*Written task*
Output the lines of the items below as a Markdown table with the columns Row and Line, starting at the line containing "Expected: one pin per instance of the rock" and ending at the last line of the items, both included. Number each row and leave out blank lines.

*Entries*
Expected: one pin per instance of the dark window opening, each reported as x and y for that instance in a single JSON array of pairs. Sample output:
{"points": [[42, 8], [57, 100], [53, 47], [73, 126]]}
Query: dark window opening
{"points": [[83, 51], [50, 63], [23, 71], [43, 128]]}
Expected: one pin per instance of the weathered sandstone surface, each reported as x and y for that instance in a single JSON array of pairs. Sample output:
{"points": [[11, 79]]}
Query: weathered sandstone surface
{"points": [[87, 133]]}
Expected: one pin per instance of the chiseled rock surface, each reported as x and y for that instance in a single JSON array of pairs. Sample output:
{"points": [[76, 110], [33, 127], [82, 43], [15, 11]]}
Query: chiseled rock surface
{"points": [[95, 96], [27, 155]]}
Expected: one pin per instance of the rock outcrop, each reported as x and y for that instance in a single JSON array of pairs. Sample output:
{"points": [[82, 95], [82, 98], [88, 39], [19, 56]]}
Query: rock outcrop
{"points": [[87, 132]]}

*Written response*
| Row | Line |
|---|---|
| 1 | Expected: one pin per instance of the rock outcrop, each reported as x and y for that instance in a single JSON array of pairs. Sample output: |
| 2 | {"points": [[82, 95], [82, 98], [88, 39], [19, 56]]} |
| 3 | Query: rock outcrop |
| 4 | {"points": [[87, 132]]} |